▶ _Arbeitsanweisung_
Geben Sie aus dem Text über Boykotts die Passage wortgetreu wieder, die bei "Boykott, ersonnen gegen" beginnt und bei "Diktatoren nicht mögen?" endet.

▶ _Ausgewählter Text_
════

Boykott, ersonnen gegen Menschenschinder

Bismarck schätzte das Wort als diplomatische Waffe. Und auch Österreichs Regierung straft durch Verzicht.

Als die Welt noch sauber in Nord und Süd, Ost und West geteilt war, fielen Boykotts leicht. Es schmerzte zwar, auf Chardonnay aus Südafrika zu verzichten, aber zur Bekämpfung der Apartheid waren aufgeklärten Europäern sogar solche Extreme der Verweigerung recht. Zigarren konnte man früher aus Fürstenfeld beziehen statt aus Kuba, exotische Früchte aus Rhodesien statt vom Kap. Aber gibt es heute noch Aktivisten, die Erbsen aus Zimbabwe oder Sprengstoff aus Nordkorea meiden, nur weil sie deren Diktatoren nicht mögen?

════

[Lokalisierungsdaten mit einem Punkt pro Instanz]
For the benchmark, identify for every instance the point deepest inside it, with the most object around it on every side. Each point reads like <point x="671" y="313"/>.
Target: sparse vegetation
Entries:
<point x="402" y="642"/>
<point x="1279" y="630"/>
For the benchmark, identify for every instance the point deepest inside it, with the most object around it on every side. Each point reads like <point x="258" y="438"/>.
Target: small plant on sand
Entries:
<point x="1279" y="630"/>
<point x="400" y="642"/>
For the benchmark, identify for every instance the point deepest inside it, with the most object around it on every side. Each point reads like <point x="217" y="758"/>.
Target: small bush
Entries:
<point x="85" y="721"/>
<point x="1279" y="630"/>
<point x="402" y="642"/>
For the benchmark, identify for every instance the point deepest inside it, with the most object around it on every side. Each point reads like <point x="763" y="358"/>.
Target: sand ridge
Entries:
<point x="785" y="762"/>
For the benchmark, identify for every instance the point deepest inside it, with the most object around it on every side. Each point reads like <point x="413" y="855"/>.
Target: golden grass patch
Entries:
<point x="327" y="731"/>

════

▶ _Antwort_
Boykott, ersonnen gegen Menschenschinder

Bismarck schätzte das Wort als diplomatische Waffe. Und auch Österreichs Regierung straft durch Verzicht.

Als die Welt noch sauber in Nord und Süd, Ost und West geteilt war, fielen Boykotts leicht. Es schmerzte zwar, auf Chardonnay aus Südafrika zu verzichten, aber zur Bekämpfung der Apartheid waren aufgeklärten Europäern sogar solche Extreme der Verweigerung recht. Zigarren konnte man früher aus Fürstenfeld beziehen statt aus Kuba, exotische Früchte aus Rhodesien statt vom Kap. Aber gibt es heute noch Aktivisten, die Erbsen aus Zimbabwe oder Sprengstoff aus Nordkorea meiden, nur weil sie deren Diktatoren nicht mögen?